Problem:
Answer these from the review of the Gulpilil documentary below:
1. Who worked with Reynolds as editor of the film?
2. How old was Gulpilil when he was cast in Walkabout?
3. Who is Gulpilil's carer?

Excerpt provided:
*** Begin section ***
At one point Reynolds and the adept editor, Tania M. Nehme, cut together the eye line of a contemporary shot of Gulpilil with one of him in Storm Boy, so that it seems his screen past is acknowledging the present day. Then and now are in conversation, which is how every actor’s life should be judged. If you create so many versions of yourself, as the naturalistic Gulpilil did on screen, then eventually they will add up to something more. It makes for a patchwork and unconventional feel, but for the most part it works.

The film has a rough chronology, revisiting Gulpilil’s Arnhem Land upbringing and his casting, as a 16-year-old, in Nicolas Roeg’s Walkabout, the English filmmaker’s evocative 1971 outback of isolation and salvation. The film took Gulpilil to the Cannes Film Festival and launched a career that would include Peter Weir’s The Last Wave, Rolf de Heer’s The Tracker and even Baz Luhrmann’s Australia.

There are a few celebrity anecdotes—Gulpilil recalls that Bob Marley introduced him to smoking marijuana—but there’s little glow to them. The way Gulpilil jokes in a recording of an earlier one man stage play about Dennis Hopper’s boisterous behaviour, and how he joined in, on the set of 1976’s Mad Dog Morgan, is replaced by a bittersweet shrug. The actor’s mortality looms, and it’s his carer Mary Hood who is his companion now. “That’s for pain,” she says, taking him through his daily regimen of pills at his present home in South Australia.

Gulpilil is tall and gaunt; getting dressed in the morning leaves him short of breath. The physical command of his youth, dominant in carefully cut clips of his work, is gone. Gulpilil and the film does not overly dwell on several criminal offences from the 2000s, including a 2011 conviction for the aggravated assault of his wife, but it’s noted as part of a long and uneven path to his final days. He reports that he is not scared, just sorry. The movie leaves you to divine exactly what for, which is fitting but could be construed as a failing.

What resonates most in this empathetic portrait is Gulpilil’s innate presence, whether playing a part or being himself. The camera doesn’t distinguish. A sequence that cuts from his clutching a puffer on a suburban street to standing alone on a grassy hillside has an arresting power. Reynolds patiently blazes a path if you care to follow it, and Gulpilil intuitively understands how this suits him. “The camera sees me. Like this,” he observes. “You’re looking at me now.” It’s difficult not to.
*** End section ***
Information:
*** Begin section ***
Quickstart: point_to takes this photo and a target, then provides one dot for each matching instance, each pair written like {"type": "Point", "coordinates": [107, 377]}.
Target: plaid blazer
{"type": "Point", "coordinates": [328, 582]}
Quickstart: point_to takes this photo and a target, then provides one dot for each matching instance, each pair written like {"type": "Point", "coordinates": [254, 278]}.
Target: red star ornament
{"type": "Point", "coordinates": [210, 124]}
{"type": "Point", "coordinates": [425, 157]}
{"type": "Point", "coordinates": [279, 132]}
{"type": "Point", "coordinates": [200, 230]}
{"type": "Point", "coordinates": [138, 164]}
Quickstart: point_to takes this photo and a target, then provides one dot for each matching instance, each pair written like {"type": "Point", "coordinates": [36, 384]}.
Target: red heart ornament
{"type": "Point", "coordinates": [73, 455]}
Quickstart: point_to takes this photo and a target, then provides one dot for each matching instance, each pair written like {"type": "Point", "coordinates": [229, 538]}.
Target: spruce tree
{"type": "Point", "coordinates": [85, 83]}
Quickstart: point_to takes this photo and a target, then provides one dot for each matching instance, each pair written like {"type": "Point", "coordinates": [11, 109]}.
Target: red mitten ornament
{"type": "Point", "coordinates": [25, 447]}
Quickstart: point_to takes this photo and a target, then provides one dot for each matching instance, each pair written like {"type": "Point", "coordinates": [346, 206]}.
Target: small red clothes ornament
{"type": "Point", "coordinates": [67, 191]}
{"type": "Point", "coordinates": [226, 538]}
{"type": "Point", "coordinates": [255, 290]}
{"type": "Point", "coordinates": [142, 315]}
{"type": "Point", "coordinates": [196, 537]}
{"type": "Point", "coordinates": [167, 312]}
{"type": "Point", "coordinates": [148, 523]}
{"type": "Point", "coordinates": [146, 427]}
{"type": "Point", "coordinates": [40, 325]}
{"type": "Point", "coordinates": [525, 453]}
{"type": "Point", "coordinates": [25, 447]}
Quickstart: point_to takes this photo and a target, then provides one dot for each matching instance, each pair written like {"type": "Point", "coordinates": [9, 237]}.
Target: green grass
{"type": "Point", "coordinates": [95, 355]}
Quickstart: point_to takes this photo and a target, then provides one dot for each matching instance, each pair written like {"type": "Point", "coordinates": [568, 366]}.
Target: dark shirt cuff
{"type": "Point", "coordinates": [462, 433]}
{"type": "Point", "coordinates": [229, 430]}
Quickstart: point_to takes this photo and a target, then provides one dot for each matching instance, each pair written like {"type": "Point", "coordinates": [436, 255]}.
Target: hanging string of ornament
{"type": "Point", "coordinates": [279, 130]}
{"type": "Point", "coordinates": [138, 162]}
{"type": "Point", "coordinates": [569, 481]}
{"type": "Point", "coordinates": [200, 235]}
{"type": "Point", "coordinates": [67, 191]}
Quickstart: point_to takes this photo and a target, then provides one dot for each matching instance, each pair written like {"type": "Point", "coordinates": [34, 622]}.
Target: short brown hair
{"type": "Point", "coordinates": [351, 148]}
*** End section ***
Task result:
1. Tania M. Nehme
2. 16
3. Mary Hood